The publication of a social encyclical is a significant event both in the Church and in the world. Many people will have heard even the Latin titles, which are the names given to the most famous of them, Rerum Novarum, Quadragesimo Anno, Mater et Magistra, Pacem in Terris, Populorum Progressio, and Centesimus Annus, not to mention Gaudium et Spes, a decree of the Second Vatican Council.

We read in Scripture that a difference is found between the world and the Church. This difference often becomes clear in the way the world understands and receives a social encyclical. The world often considers its relative autonomy to be absolute so that no guidance or advice from outside its own control will be admitted.

In not a few countries in the world, even today, opposition to the Church's presence and freedom is juridical and intense. But even in countries where freedom of the press is guaranteed, an encyclical is often interpreted in an unrecognizable or ideological way.

For its part, a social encyclical tries to say something significant and meaningful to the world about the world in terms of truth and human worth.

Within it, we often find words like politics, economics, market, violence, profit, capitalism, socialism, justice, technology, development, corruption, rights, freedom, constitution, duties, and any number of other words we see or hear every day in the media.

In general, unless it absolutely has to, the Church does not like to be "polemical." But it does have to be truthful. It seeks to make common ground on some one or more basic points on which agreement of principle or practice is feasible and coherent.

When it does not agree with technical, theoretical, or popular social and political concepts, at least the encyclical seeks to state accurately what is at issue.

It addresses the controverted issue intelligently and accurately. It is better simply to "disagree" or "agree to disagree" than to arrive at common grounds that are really denials of the basic differences.

The Church can live with differences. It cannot live with untruths on any side, especially its own. Even in the case of contingent, practical matters — which politics and economics mostly are — what is looked for is the most proper, most probable way of incorporating truth into an action or polity.

Right away, when dealing with such social or political notions, the Church, to clear the air, disassociates itself from any thought that it might have or provide all the solutions to temporal problems. "The Church does not have technical solutions to offer and does not claim 'to interfere in anyway in the politics of States'" (#10).

So why should it say anything? Benedict explains: "She (the Church) does, however, have a mission to truth to accomplish, in every time and circumstance, for a society that is attuned to man, to his dignity, to his vocation."

Simply put, at times things should be said. Action first depends on truth. To not state what is true is irresponsible. The truth about man should be spoken, even at high cost. This responsibility to do so is why the Church has and honors martyrs.

Christianity and philosophy, in the persons of Christ and Socrates, are both founded on this principle. Finally, only truth will protect what man ought to be and ought to become. He is not simply a malleable being who can become whatever he wants. He is a being who seeks to be the truth he ought to be.

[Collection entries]
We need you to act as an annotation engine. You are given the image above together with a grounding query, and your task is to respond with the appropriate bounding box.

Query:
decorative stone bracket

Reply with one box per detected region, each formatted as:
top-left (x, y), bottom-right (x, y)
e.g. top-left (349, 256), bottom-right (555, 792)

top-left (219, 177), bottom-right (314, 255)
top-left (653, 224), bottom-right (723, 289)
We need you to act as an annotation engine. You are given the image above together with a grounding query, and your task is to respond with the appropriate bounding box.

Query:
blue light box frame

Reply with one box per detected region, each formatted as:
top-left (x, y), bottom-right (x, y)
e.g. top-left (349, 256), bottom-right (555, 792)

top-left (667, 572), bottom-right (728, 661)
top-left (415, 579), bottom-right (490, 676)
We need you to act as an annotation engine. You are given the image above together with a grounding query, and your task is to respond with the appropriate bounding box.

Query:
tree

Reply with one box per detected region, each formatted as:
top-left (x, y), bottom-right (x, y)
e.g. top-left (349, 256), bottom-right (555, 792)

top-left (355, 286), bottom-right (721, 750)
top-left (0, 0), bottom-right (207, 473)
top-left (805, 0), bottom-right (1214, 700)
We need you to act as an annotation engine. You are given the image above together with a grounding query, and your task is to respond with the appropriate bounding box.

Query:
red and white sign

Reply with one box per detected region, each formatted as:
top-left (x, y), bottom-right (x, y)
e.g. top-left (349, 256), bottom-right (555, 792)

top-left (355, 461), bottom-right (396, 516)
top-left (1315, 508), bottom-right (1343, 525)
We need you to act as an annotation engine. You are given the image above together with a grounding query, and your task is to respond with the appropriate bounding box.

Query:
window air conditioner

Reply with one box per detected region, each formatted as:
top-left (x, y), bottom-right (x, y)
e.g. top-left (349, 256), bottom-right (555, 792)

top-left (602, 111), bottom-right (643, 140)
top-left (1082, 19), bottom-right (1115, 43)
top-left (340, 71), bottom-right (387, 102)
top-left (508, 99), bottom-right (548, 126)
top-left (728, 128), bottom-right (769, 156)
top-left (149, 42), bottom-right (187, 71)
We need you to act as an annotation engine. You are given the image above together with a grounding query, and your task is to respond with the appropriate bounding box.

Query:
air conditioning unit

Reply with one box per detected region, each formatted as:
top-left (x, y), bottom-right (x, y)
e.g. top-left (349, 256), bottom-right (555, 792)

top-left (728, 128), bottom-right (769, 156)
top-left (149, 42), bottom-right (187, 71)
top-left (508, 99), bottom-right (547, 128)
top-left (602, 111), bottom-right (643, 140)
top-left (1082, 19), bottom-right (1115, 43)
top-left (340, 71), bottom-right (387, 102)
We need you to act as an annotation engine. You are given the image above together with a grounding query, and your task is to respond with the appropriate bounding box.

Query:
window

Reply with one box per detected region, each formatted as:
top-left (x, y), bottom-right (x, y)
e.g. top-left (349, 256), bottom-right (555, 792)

--

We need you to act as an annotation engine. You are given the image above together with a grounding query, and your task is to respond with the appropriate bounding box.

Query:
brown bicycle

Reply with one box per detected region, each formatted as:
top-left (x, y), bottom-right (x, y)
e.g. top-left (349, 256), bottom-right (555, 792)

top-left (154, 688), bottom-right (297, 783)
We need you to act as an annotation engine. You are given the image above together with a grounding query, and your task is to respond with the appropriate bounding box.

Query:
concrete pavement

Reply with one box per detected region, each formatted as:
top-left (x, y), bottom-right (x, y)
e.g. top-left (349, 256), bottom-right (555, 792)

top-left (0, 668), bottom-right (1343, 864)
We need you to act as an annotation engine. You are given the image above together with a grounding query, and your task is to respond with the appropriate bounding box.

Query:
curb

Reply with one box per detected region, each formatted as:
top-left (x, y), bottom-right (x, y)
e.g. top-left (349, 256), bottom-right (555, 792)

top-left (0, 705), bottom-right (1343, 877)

ACTIONS TO TAKE:
[A] The piece on social encyclicals says the Church does not offer technical solutions to political problems. According to the piece, why does it still speak on social matters? Answer in one to three sentences.
[B] Answer these questions about the piece on social encyclicals, one line each:
(i) Which decree of the Second Vatican Council does it name?
(ii) What does the world often consider its relative autonomy to be?
(iii) In which two persons are Christianity and philosophy said to be founded on the principle of speaking the truth?
[C] Continue the piece on social encyclicals, picking up after its last sentence.

PER-TASK ANSWERS:
[A] The Church says it has a mission to truth in every time and circumstance, for a society attuned to man, his dignity and his vocation. Since action first depends on truth, failing to state what is true would be irresponsible.

[B]
(i) Gaudium et Spes
(ii) Absolute
(iii) Christ and Socrates

[C]
II.

Thus, a "mission of truth" exists that transcends the limits of every polity regardless of time, place, or configuration. The polity itself is a limited relationship. What follows?

"Without truth it is easy to fall into an empiricist and skeptical view of life, incapable of rising to the level of praxis because of a lack of interest in grasping the values — sometimes even the meanings —with which to judge and direct it."

Benedict adds a pithy phrase of great profundity: "Fidelity to man requires fidelity to the truth, which alone is the guarantee of freedom and of the possibility of integral human development."

The phrase "integral human development" is one of the organizing principles of this encyclical.

John Paul II, as I recall, called the freedom of religion the "first freedom," a phrase he may have gotten from our First Amendment. Benedict makes an interesting remark about this issue of religious freedom.

He says quite frankly that not all religions are the same, that some even tend to violence and deform fundamental aspects of human life. We can dispute these latter on this score but only if we are allowed to do so.

The fact is, however, that "the Christian religion and other religions can offer their contribution to development only if God has a place in the public realm, specifically in regard to its cultural, social, economic, and particularly its political dimensions" (#56).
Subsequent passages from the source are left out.